### PASSAGE TO READ
On February 25, 2019 1:44:07 PM GMT+02:00, Jeff Conrad <address@hidden> wrote:
> Monday, February 25, 2019 2:35 AM, Eli Zaretskii wrote:
> 
> > > Running something like
> > >
> > >     groff -Tutf8 <file>
> > >
> > > rather than something like
> > >
> > >     groff -Tutf8 <file> | more
> > >
> > > or
> > >
> > >     groff -Tutf8 <file> > <outfile>
> > >
> > > Jeff
> > 
> > Yes, I tried all of the above.  The last method ends up with correct
> UTF-8
> > sequences, all the others yield mojibake.
> 
> Since method 2 works for me, I guess I’m having better luck than you—I
> suppose I should count my blessings :-).  Especially since method 2 is
> the one I would most often use.
> 
> > Groff, of course, writes the same bytes in all mrthods.
> 
> As is does for me, confirmed by ‘od -h’.
> 
> The question, then, is why grotty is behaving differently than my
> simple
> C program, which—as nearly as I can tell—is doing the same thing when
> outputting characters.  Win 10 vs.  Win 7?  Compiler?  Or perhaps I
> missed something important elsewhere in the code for tty.cpp.
> 
> Anyway, stuff like this should make it clear why someone running
> Windows
> would do something as silly as create a devcp1252.
> 
> Jeff

You are on Windows 10, which probably explains everything.
######
### SOURCE MATERIAL
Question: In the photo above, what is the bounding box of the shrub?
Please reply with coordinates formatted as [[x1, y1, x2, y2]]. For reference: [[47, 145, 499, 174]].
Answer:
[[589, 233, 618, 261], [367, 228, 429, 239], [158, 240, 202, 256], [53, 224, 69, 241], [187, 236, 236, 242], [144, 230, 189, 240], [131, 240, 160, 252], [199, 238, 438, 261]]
######
# [TASK BRIEF]
Please carry on the email exchange about groff's UTF-8 output on Windows, picking up after its final line.

# [FINAL RESULT]
The only explanation I could come up with regarding your simple program is that 
VS linked it against static libraries, or maybe special versions of dynamic 
libraries, which implement fputs etc. in a way that works better with Windows 
10 console.  By contrast, Groff you find on ezwinports links dynamically to 
MSVCRT.DLL.  I stepped with a debugger through tty_printer:put_char and 
verified that it gets the same Unicode codepoints and produces the same UTF-8 
sequences as your test program.  So the explanation must be outside Groff.

In any case, the conclusion remains that UTF-8 console output on Windows is 
unreliable, perhaps apart of Windows 10.  Which isn't surprising, given that 
variable-length multibyte encodings are second-class citizens on Windows, as 
documented by MSDN.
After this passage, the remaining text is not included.